(Items listed in a dataset)
···
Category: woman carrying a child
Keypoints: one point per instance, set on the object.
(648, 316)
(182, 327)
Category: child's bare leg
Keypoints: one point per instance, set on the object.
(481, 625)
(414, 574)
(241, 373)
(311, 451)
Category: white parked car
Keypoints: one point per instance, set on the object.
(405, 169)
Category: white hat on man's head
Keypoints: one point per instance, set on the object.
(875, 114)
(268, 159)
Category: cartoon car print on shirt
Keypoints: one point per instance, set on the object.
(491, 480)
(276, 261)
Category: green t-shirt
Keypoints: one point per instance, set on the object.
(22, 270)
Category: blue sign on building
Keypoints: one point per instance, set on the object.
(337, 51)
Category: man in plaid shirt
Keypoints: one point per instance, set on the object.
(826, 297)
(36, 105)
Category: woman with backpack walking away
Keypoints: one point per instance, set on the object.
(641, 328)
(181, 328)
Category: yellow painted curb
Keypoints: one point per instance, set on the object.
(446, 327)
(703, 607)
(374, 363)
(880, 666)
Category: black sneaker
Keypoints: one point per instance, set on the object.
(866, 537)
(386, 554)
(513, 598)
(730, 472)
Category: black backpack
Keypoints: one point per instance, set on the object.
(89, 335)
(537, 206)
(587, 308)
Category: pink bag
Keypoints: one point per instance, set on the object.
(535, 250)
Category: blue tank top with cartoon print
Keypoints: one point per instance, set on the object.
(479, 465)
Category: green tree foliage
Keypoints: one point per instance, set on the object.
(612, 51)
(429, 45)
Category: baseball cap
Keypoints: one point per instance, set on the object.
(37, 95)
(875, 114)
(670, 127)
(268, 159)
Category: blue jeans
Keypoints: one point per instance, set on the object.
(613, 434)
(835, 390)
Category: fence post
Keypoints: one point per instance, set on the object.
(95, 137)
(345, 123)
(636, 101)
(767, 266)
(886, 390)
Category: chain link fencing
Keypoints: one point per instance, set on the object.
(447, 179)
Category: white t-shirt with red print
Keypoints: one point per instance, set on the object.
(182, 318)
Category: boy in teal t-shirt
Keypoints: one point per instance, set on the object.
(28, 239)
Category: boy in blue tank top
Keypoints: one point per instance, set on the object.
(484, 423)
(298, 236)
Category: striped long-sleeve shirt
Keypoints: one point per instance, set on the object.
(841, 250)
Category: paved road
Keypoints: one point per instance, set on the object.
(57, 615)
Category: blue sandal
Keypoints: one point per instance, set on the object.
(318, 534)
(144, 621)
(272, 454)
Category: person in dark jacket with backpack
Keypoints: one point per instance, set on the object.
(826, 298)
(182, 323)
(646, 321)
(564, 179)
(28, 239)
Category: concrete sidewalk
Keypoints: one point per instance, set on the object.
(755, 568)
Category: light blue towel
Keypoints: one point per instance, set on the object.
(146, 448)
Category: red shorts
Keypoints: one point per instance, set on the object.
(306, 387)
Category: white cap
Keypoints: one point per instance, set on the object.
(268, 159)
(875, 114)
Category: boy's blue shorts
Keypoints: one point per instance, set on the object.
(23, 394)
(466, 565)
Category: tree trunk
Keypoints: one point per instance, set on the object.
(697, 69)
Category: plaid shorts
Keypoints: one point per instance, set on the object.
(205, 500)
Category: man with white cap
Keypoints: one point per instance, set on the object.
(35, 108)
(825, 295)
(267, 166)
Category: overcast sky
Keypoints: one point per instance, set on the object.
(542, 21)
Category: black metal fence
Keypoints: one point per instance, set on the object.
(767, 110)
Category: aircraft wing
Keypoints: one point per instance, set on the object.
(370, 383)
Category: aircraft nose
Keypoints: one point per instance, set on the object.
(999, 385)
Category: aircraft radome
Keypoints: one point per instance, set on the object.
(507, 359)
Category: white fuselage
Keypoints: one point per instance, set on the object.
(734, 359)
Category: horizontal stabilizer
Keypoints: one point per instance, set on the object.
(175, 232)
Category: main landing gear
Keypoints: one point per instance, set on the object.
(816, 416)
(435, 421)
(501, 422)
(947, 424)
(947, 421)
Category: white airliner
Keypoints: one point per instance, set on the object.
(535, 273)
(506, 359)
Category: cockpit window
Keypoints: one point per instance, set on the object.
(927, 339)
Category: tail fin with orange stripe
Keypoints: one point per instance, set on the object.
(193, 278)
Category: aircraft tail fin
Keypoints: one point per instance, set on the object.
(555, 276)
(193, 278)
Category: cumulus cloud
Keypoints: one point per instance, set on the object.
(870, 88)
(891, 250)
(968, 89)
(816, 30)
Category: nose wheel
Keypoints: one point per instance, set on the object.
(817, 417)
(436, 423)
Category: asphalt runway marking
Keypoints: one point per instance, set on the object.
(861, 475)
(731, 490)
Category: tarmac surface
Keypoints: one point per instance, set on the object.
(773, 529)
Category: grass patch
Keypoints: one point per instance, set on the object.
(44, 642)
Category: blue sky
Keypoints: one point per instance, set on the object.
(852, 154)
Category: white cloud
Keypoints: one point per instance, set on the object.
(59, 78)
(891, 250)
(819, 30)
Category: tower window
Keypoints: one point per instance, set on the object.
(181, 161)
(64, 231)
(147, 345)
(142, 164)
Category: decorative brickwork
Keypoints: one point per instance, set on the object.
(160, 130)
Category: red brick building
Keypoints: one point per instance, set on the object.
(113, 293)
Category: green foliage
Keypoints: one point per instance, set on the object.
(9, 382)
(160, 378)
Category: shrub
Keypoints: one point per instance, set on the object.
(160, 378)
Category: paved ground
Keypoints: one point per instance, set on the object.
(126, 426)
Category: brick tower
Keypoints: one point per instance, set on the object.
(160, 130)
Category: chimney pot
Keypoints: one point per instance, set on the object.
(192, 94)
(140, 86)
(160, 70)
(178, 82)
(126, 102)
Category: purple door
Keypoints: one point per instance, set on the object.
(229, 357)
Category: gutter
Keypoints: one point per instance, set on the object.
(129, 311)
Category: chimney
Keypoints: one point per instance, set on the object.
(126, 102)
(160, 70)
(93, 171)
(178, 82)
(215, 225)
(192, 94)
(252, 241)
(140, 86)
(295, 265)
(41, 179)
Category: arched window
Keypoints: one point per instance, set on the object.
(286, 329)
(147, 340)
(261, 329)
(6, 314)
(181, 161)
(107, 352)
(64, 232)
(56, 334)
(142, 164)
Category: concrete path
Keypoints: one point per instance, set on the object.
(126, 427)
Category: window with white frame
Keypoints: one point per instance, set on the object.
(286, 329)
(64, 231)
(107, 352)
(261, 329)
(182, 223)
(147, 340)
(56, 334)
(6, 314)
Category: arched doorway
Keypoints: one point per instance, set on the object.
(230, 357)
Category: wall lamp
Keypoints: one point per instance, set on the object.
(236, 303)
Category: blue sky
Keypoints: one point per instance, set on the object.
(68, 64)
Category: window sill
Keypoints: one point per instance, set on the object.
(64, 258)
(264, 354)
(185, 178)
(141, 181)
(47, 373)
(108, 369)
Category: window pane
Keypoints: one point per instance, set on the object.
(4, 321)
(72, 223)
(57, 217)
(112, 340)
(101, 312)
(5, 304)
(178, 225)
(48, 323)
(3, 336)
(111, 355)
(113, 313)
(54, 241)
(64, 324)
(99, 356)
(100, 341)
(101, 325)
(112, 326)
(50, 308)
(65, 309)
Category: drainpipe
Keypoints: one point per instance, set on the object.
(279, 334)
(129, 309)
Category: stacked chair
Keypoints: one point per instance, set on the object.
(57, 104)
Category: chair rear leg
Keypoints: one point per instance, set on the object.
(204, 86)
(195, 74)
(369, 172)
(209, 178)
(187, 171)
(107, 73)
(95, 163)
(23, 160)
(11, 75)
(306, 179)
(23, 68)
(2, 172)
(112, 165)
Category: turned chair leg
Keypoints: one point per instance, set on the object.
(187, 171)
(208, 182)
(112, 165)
···
(EXERCISE) For every line of the entries holding the string "cartoon", add one to a tally; give the final figure only.

(EXERCISE ANSWER) 2